SELECTED PASSAGE:
------------------------------------
Rule Britannia – England Strategy Guide (C3C)

England is perhaps one of the most underrated civs in the game. I suspect that in a world of Immortals, Mounted Warriors and Hoplites and a suspect trait combo in vanilla Civ3 and PTW, England would have limited appeal. However Conquests introduces the seafaring trait and a vastly powered up UU – the Man O War. England is one of my personal favourite civs and can be very powerful. It’s also a lot of fun to play. Some civs excel at certain aspects of the game, Babylon for culture, Maya for rapid growth, Greece for scientific research, etc. England does have its own little niche it can carve out though – commerce. Few if any civs can match England’s gold per turn. One big bonus for me though is it gets to start with alphabet and pottery techs – instant granaries and a head start on a tech tree the AI tends to neglect. You can easily get philosophy 1st most of the time and get a head start on any Great Library prebuilds should you choose to build it.
------------------------------------
YOUR TASKS:
**A)** Answer these questions using the England strategy guide:
(i) What unique unit does Conquests give England?
(ii) What niche does the guide say England can carve out?
(iii) Which two techs does England start with?
**B)** Pick up the England strategy guide after its last sentence and continue it in the same voice.

INPUT DATA:
------------------------------------
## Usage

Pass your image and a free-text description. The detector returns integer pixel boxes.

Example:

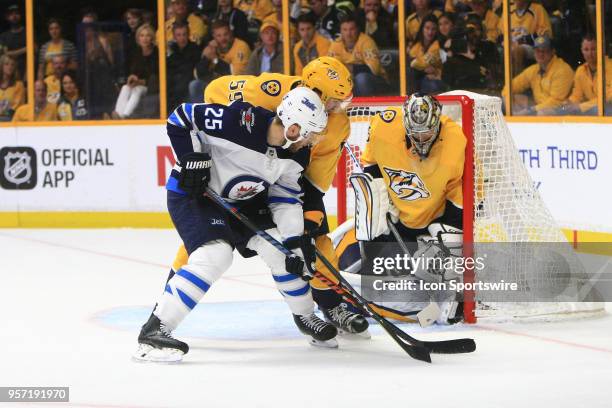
------------------------------------
RESPONSES FOR EACH TASK:
**A)**
(i) The Man O War
(ii) Commerce
(iii) Alphabet and pottery

**B)**
Show Me the Money

England has the commercial and seafaring traits which have a synergy between them. Each coastal city of England generates an extra 2 gpt due to both traits effects stacking. Although it doesn’t sound like much it can add up to thousands of gold during the game. The Seafaring trait can bring in additional gold on island and continental maps. You should be the 1st civ to discover isolated AI civs which often have several hundred gold to buy techs with. England can easily become the tech trader of any game. Due to all the excess gold you get, England can easily afford to rush build marketplaces – which leads to even more money. Throw in cheap harbours and early contacts you can import luxury resources before the AI civs make contact with each other. England’s best form of government is Republic followed by a switch to Democracy once it is discovered. With lowered corruption from the commercial trait, a democratic government, trait synergy and well developed infrastructure the money just rolls in. It’s a vicious cycle of gold pouring in but someone has to do it.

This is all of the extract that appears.